Copy out the data from the line containing "target: metal watch band" through the line containing "POLYGON ((246 286, 246", including both of those lines. Reproduce every line, and shift each polygon vertex coordinate in the answers up by 50.

Material for the task
☆ ☆ ☆ ☆

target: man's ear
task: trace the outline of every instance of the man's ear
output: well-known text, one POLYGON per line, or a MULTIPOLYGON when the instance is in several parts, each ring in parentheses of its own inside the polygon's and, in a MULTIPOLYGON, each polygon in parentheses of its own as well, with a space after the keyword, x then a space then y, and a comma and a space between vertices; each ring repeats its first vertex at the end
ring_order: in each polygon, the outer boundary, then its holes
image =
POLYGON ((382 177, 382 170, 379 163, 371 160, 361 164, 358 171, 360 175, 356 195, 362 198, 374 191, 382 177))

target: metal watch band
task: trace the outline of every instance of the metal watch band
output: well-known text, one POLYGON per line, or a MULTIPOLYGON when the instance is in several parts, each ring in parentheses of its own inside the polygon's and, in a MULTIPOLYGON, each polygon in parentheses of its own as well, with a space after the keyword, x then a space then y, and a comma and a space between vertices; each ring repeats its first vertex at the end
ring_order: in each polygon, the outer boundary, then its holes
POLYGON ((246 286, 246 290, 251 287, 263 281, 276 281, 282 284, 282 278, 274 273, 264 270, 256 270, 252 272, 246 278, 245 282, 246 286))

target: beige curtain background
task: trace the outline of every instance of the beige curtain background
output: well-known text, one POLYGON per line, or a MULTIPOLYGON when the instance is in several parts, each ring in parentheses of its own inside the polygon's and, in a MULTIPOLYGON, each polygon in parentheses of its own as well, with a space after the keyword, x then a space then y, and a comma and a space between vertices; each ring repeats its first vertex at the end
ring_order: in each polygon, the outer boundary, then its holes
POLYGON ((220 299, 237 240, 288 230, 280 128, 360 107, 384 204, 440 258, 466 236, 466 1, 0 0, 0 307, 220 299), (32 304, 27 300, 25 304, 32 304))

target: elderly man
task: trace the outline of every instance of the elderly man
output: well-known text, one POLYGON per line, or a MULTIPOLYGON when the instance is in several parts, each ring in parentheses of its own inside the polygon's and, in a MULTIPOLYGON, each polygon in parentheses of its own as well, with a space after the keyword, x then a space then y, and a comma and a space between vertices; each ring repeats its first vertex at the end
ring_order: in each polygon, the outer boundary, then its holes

☆ ☆ ☆ ☆

Solution for this task
target: metal watch band
task: trace the outline of every instance of the metal watch band
output: well-known text, one POLYGON per line, or a MULTIPOLYGON when the instance is in several parts, each ring in parentheses of its own inside the polygon's and, in a MULTIPOLYGON, each polygon in parentheses of its own as well, with a space after the keyword, x then a space then y, and a comma and a space between vertices; each ring repeats its first vertex at the end
ring_order: in each polygon, the outer boundary, then its holes
POLYGON ((296 336, 296 340, 301 337, 313 331, 326 331, 332 334, 332 328, 324 323, 314 320, 306 320, 302 322, 296 328, 295 332, 296 336))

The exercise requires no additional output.